(WORK TO DO):
Take the line containing "Would you mind pointing out the red tile" and every line after it in the data below, and print them exactly as given, with nothing else.

(STORED ROWS):
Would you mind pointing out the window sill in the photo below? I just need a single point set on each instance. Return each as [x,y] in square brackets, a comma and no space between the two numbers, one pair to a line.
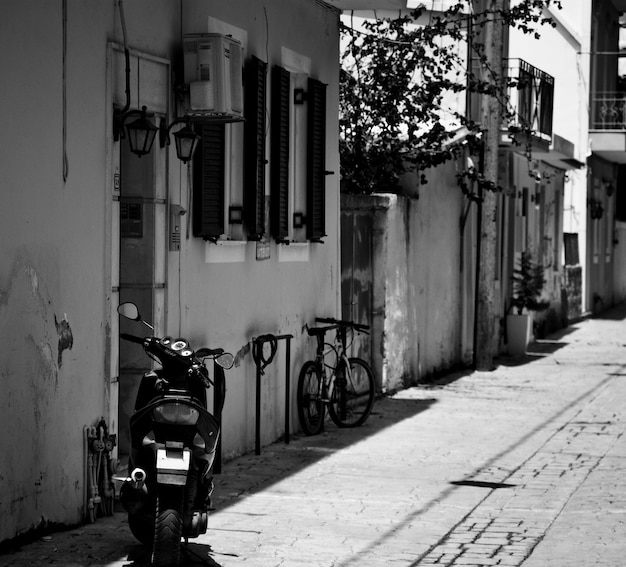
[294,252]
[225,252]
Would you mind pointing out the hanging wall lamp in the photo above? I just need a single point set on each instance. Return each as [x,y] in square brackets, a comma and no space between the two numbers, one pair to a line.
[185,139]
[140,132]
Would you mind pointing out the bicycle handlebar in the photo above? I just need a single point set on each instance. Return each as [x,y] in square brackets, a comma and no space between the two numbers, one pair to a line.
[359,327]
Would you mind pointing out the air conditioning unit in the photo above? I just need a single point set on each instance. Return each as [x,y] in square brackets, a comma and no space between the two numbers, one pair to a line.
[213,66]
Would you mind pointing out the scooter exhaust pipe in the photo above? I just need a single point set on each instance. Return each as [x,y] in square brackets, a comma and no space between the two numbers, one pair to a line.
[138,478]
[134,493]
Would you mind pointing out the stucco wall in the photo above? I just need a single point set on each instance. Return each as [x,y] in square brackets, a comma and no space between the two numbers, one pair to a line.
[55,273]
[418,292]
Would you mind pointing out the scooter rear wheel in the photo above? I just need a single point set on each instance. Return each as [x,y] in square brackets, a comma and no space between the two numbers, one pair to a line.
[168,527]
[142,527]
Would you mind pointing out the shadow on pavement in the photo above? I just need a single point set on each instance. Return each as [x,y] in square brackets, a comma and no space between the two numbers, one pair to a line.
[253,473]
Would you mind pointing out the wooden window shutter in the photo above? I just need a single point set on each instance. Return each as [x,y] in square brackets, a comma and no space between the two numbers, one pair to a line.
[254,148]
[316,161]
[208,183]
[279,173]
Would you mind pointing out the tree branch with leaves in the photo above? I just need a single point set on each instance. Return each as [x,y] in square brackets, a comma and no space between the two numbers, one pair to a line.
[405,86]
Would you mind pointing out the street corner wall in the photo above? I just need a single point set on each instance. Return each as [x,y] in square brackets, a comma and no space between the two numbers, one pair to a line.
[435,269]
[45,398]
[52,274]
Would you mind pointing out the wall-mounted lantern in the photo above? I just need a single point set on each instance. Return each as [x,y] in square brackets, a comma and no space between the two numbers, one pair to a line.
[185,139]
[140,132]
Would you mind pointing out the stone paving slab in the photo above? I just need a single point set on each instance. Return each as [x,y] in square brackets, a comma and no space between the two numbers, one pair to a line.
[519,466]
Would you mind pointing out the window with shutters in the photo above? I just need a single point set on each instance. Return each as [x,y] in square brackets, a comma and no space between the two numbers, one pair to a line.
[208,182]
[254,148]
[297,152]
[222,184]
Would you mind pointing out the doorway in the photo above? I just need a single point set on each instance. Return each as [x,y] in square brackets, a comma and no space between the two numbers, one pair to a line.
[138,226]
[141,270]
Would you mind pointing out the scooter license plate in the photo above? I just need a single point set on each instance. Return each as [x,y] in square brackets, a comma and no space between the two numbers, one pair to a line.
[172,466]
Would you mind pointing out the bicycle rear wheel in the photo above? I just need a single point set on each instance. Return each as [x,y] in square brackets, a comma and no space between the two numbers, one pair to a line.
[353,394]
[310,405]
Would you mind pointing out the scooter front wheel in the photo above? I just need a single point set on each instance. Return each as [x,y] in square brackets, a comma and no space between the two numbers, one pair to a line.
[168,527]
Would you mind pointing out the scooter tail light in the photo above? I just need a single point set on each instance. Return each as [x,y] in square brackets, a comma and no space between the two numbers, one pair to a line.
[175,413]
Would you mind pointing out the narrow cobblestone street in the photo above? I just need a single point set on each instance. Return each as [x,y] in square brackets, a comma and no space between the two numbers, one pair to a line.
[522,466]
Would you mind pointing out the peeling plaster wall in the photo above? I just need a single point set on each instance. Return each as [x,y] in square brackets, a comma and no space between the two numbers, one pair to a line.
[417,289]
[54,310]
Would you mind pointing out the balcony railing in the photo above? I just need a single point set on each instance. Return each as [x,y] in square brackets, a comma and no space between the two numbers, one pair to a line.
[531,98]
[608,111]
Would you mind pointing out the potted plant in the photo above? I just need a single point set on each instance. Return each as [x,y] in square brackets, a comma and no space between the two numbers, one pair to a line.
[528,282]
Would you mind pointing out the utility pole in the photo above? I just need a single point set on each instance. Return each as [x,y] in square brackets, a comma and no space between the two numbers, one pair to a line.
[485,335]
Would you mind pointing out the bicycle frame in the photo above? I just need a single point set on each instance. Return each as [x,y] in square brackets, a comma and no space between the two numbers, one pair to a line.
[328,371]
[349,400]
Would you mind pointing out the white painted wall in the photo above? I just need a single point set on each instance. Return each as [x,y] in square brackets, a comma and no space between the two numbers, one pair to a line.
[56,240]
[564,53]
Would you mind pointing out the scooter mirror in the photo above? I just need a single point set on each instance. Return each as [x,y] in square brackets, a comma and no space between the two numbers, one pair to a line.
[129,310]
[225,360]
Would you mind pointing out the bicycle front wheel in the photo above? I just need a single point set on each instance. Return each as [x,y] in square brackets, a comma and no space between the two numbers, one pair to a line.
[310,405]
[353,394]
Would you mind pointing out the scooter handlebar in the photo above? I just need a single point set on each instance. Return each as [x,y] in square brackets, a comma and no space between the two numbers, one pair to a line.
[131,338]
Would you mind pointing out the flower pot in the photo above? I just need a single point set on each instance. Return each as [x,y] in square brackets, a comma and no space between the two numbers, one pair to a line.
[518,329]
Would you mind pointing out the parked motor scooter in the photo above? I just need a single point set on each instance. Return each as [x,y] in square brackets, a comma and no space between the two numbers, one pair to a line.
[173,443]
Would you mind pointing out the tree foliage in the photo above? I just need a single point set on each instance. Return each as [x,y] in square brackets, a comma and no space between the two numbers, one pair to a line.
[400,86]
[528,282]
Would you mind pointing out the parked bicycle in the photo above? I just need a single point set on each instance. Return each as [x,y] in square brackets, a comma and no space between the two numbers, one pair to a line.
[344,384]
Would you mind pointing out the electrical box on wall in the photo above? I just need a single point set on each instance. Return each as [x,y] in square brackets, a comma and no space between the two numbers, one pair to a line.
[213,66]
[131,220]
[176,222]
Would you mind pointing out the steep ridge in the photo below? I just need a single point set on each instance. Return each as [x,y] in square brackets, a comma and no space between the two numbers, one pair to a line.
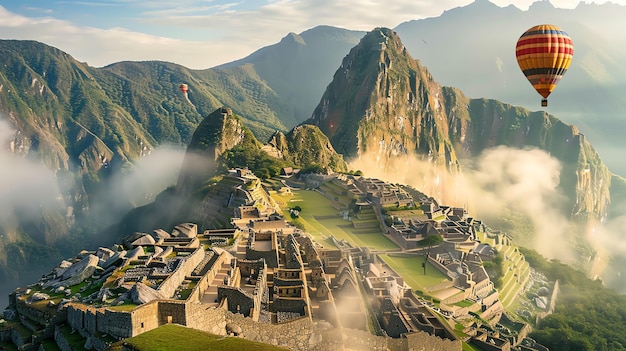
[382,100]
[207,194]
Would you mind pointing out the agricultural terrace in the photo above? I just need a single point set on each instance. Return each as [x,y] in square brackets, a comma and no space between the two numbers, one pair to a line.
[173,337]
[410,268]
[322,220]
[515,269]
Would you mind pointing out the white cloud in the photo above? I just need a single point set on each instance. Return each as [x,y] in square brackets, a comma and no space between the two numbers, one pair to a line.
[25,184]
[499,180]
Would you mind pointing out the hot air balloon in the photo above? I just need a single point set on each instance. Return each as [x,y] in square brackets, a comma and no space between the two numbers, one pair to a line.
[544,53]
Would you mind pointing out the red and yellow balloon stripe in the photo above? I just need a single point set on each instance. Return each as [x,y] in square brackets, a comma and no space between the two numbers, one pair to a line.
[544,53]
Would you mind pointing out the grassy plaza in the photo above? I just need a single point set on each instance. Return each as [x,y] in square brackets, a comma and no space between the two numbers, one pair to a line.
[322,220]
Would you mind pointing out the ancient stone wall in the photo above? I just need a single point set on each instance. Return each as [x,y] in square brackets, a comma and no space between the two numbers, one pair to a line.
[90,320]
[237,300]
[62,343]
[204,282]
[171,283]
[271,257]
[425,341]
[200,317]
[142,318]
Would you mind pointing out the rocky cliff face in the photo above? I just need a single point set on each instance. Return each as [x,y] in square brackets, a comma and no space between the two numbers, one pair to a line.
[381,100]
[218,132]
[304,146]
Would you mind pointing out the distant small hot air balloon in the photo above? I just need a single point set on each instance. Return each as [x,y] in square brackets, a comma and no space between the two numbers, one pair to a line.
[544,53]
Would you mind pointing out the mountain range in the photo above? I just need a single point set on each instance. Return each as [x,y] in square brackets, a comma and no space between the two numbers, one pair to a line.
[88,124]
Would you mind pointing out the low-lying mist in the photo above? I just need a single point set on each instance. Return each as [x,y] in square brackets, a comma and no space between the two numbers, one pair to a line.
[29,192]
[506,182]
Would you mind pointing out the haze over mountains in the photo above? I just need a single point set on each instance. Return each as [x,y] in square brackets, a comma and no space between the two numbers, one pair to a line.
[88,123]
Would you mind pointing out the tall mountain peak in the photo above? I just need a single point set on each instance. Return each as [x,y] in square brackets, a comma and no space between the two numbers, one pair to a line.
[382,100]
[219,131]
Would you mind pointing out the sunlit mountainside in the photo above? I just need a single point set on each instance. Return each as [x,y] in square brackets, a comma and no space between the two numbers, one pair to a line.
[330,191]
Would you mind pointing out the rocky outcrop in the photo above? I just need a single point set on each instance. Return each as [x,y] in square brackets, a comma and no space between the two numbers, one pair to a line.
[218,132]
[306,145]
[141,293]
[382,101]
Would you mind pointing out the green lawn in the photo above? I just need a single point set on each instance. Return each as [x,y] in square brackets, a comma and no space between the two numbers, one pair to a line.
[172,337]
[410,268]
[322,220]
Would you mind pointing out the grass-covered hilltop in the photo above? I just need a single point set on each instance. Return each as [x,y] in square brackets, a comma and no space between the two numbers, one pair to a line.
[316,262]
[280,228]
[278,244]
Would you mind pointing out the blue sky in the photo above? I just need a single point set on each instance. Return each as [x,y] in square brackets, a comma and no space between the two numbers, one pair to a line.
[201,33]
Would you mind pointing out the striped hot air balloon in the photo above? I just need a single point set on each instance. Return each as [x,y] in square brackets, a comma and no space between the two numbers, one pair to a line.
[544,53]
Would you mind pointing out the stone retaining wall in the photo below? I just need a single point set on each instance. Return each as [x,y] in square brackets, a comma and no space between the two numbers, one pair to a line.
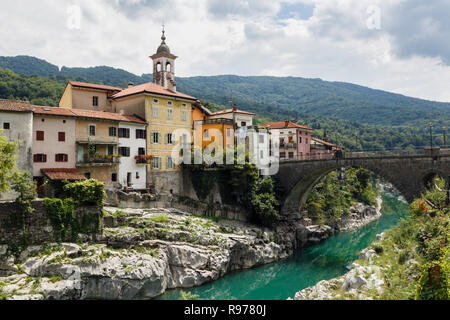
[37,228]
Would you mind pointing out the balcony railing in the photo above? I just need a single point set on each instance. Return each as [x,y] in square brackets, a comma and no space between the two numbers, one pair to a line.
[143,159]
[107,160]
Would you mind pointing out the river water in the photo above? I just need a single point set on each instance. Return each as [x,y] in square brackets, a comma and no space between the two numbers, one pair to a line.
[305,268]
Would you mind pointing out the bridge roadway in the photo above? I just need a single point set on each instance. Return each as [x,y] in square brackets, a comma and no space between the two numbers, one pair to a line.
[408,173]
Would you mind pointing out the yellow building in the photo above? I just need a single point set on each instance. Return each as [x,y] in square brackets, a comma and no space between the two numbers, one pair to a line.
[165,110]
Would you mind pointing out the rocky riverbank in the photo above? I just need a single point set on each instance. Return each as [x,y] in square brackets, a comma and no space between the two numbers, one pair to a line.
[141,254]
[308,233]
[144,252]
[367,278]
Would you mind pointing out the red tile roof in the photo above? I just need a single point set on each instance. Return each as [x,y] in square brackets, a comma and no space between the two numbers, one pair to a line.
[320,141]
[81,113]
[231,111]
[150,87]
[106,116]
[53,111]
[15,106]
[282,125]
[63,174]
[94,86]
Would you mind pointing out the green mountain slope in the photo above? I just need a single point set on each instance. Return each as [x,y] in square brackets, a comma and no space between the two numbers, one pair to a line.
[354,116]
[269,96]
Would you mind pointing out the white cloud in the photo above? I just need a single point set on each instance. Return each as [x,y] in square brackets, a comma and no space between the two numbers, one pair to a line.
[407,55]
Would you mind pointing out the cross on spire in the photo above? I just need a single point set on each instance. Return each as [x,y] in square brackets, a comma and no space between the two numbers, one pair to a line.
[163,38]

(TASK OUTPUT):
Would you mind pointing out the red tile roof in the photo above? I just need a single point set on each instance. Return each as [x,y] in square brackets, a comma and no space between the two numbers, one pair to a line.
[320,141]
[81,113]
[231,111]
[150,87]
[106,116]
[53,111]
[15,106]
[282,125]
[63,174]
[94,86]
Would you mind pointing out the green mountain slope in the photo above? I just need a single point set on each instance. Return each as [x,y] in square brackets, a comma and no space between the two numbers, one pair to a line.
[354,116]
[269,96]
Would you mind pointing out the white cloud in the photo above? I just need a single point set on each instance. Return each as [x,y] in square brackets, a comma and no space between the two numbers, one pair to a line.
[407,55]
Would you mind pointing out the cross on spire in the photo above? I just need a single point set on each instance. Return each as [x,y] in square brackets, a comma and no space between the two numbers, one pair to a line.
[163,38]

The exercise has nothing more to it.